*Data entries*

________________

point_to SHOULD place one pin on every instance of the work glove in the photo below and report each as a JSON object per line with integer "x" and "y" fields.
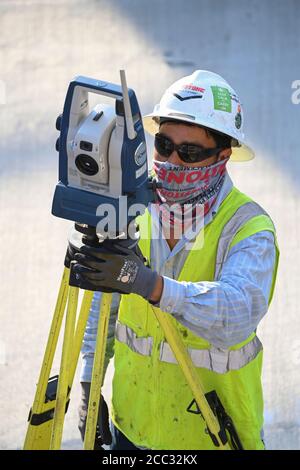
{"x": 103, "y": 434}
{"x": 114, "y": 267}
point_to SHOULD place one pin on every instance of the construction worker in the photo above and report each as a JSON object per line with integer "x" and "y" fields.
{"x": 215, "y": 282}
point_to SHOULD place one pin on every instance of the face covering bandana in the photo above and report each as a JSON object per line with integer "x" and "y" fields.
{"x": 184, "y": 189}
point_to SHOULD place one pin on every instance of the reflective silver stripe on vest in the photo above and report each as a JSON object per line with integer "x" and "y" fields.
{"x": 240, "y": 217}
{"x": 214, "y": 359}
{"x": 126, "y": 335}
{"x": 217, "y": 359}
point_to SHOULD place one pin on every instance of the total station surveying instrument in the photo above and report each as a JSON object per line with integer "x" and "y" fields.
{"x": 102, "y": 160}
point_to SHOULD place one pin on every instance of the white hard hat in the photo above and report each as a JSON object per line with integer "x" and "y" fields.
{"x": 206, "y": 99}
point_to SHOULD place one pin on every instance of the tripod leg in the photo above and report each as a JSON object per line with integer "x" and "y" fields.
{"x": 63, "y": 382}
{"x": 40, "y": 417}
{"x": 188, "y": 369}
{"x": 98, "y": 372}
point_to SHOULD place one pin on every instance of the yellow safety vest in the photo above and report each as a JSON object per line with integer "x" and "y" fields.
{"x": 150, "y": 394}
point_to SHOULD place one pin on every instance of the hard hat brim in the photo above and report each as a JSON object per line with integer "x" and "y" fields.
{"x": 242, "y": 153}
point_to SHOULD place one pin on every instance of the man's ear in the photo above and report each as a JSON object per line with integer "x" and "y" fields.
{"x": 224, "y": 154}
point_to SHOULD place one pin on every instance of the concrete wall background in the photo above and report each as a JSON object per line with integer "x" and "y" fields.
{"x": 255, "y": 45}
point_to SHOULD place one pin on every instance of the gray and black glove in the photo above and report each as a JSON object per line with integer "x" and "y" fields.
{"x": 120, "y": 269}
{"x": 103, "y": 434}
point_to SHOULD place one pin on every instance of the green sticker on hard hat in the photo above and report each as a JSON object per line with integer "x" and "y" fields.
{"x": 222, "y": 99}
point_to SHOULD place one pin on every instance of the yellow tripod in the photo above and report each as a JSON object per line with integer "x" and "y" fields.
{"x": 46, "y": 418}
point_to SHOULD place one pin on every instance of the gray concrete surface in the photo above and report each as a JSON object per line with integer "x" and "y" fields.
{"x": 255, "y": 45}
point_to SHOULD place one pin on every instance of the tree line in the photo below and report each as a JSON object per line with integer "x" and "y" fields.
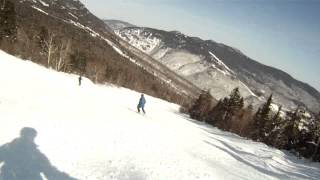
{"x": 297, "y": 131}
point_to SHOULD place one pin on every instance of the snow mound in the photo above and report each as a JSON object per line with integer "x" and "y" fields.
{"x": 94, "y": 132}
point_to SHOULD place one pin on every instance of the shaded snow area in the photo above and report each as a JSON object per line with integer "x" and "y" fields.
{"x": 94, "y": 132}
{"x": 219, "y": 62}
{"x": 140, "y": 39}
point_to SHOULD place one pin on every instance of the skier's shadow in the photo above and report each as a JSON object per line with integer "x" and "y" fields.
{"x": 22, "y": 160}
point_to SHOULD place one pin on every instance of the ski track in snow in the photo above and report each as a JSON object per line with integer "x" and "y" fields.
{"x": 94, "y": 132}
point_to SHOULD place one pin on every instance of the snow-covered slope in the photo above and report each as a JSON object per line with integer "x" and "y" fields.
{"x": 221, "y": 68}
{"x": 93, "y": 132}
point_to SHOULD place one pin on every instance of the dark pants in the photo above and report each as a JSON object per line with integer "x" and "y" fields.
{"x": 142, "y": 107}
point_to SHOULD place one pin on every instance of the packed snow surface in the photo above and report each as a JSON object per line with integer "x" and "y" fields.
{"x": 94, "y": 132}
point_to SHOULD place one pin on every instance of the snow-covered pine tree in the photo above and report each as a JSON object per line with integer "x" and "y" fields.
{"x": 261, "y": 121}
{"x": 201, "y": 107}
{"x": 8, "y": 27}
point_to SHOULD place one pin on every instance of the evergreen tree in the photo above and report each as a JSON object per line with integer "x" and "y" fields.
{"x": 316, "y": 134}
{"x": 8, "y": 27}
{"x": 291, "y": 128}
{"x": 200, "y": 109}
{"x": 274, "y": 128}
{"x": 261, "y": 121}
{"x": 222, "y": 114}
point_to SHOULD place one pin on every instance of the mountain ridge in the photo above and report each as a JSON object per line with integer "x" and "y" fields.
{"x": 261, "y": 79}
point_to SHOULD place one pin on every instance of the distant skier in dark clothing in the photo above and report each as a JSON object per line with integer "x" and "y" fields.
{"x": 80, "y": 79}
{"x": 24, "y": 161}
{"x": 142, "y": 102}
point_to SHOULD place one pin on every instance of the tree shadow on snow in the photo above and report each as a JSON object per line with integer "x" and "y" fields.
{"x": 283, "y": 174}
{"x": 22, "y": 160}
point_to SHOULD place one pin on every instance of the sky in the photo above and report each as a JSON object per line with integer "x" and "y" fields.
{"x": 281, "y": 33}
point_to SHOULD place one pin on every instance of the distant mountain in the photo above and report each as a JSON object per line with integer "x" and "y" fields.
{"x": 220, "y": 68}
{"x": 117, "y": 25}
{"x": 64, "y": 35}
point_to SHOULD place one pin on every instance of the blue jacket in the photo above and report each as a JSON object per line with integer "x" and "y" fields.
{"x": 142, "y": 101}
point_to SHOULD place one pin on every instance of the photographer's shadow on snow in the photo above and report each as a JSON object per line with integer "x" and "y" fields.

________________

*Task to complete*
Without including any picture, repeat the data exactly.

*Answer to this problem*
point_to SHOULD place one pin on every instance of the work glove in the photo below and report each as a JSON object per line with integer "x" and "y" fields.
{"x": 103, "y": 434}
{"x": 114, "y": 267}
point_to SHOULD place one pin on every instance of the construction worker in the photo above and report each as a JSON object per line with integer "x" and "y" fields.
{"x": 215, "y": 282}
point_to SHOULD place one pin on every instance of the face covering bandana in the photo above and report each as a JSON object per line with integer "x" and "y" fields.
{"x": 184, "y": 189}
point_to SHOULD place one pin on every instance of the reflective silver stripe on vest in the photo above and report each as a JSON object per line with integer "x" and "y" fields.
{"x": 240, "y": 217}
{"x": 214, "y": 359}
{"x": 126, "y": 335}
{"x": 217, "y": 359}
point_to SHOULD place one pin on every instance of the total station surveying instrument in the photo above and report each as a JSON object per line with integer "x" and "y" fields.
{"x": 102, "y": 160}
point_to SHOULD place one pin on every instance of the white hard hat in the photo above and report each as a JSON object per line with integer "x" and "y" fields.
{"x": 206, "y": 99}
point_to SHOULD place one pin on every instance of the tripod leg in the photo above and report each as a JSON object per line with integer "x" and "y" fields.
{"x": 63, "y": 382}
{"x": 40, "y": 417}
{"x": 188, "y": 369}
{"x": 98, "y": 372}
point_to SHOULD place one pin on every instance of the yellow safety vest in the photo above and report each as a JSON object per line with integer "x" and "y" fields.
{"x": 150, "y": 394}
point_to SHOULD place one pin on every instance of the hard hat brim in the photo above and report each as a JSON object per line with integer "x" and "y" fields.
{"x": 242, "y": 153}
point_to SHOULD place one pin on every instance of the man's ear in the photo above and report each as a JSON object per line with integer "x" and "y" fields.
{"x": 224, "y": 154}
point_to SHOULD place one pin on every instance of the concrete wall background in the photo above and report each as a JSON object per line with integer "x" and "y" fields.
{"x": 255, "y": 45}
point_to SHOULD place one pin on every instance of the gray and black glove in the photo above and report each as a JSON object per line with integer "x" and "y" fields.
{"x": 120, "y": 269}
{"x": 103, "y": 434}
point_to SHOULD place one pin on every instance of the green sticker on hard hat in the photo above and report each as a JSON object per line with integer "x" and "y" fields.
{"x": 222, "y": 99}
point_to SHOULD place one pin on every instance of the yellow tripod in the photo above and report each as a JSON object per line with integer "x" and "y" fields.
{"x": 46, "y": 418}
point_to SHOULD place one pin on every instance of the gray concrete surface in the photo above and report each as a JSON object per line with integer "x" and "y" fields.
{"x": 255, "y": 45}
point_to SHOULD place one pin on every instance of the tree line in the photo below and report each as a JSON object per line with integer "x" and "y" fields.
{"x": 297, "y": 131}
point_to SHOULD place one pin on every instance of the snow mound in the photo above and report each as a JSON object per line with integer "x" and "y" fields.
{"x": 94, "y": 132}
point_to SHOULD place one pin on every instance of the shaded snow area in the photo above and report each as a JSON object per line with integer "x" and "y" fields.
{"x": 94, "y": 132}
{"x": 219, "y": 62}
{"x": 140, "y": 39}
point_to SHOULD place one pin on every instance of the skier's shadow in the photo above and report each as a JSON object per line with integer "x" and "y" fields.
{"x": 22, "y": 160}
point_to SHOULD place one pin on every instance of the ski track in snow in the photo above and report each as a JSON object per line with integer "x" and "y" fields.
{"x": 94, "y": 132}
point_to SHOULD place one pin on every instance of the snow-covered slope in the photo above and report each as a JSON object per line with integer "x" and "y" fields.
{"x": 221, "y": 68}
{"x": 93, "y": 132}
point_to SHOULD place one pin on every instance of the dark pants in the photo above and report each as a JSON object per line with integer "x" and "y" fields.
{"x": 142, "y": 107}
point_to SHOULD place one pin on every instance of the packed snow surface in the photo above and report each as a JSON object per line with integer "x" and "y" fields.
{"x": 94, "y": 132}
point_to SHOULD place one pin on every instance of the snow-covered pine tree in the photo above and report each as a JSON object per line with integer "x" and "y" fields.
{"x": 261, "y": 121}
{"x": 201, "y": 107}
{"x": 8, "y": 27}
point_to SHOULD place one pin on every instance of the evergreen tree in the photo above and report each as a JSON object per line with integer "x" and "y" fields.
{"x": 316, "y": 134}
{"x": 8, "y": 27}
{"x": 291, "y": 128}
{"x": 200, "y": 109}
{"x": 274, "y": 128}
{"x": 261, "y": 121}
{"x": 222, "y": 114}
point_to SHOULD place one pin on every instance of the mountain ridge in the photo above and report each as a JSON object per line with integer "x" and "y" fields.
{"x": 261, "y": 79}
point_to SHOULD place one pin on every instance of the distant skier in dark clothing in the photo above and report each as a JSON object per line with integer "x" and "y" fields.
{"x": 80, "y": 79}
{"x": 24, "y": 161}
{"x": 142, "y": 102}
point_to SHOULD place one pin on every instance of the tree shadow on snow in the photo above and report each as a JSON object per line with integer "x" and "y" fields.
{"x": 283, "y": 174}
{"x": 22, "y": 160}
point_to SHOULD place one pin on every instance of the sky in the photo above and report each as a JSON object per line with integer "x" and "y" fields.
{"x": 281, "y": 33}
point_to SHOULD place one pin on every instance of the distant mountain in the photo above and report each as a JSON object per line with integer "x" and "y" fields.
{"x": 220, "y": 68}
{"x": 117, "y": 25}
{"x": 64, "y": 35}
point_to SHOULD place one pin on every instance of the blue jacket in the photo above and report each as a JSON object per line with integer "x" and "y" fields.
{"x": 142, "y": 101}
point_to SHOULD place one pin on every instance of the photographer's shadow on snow in the photo above and report each as a JSON object per line with integer "x" and "y" fields.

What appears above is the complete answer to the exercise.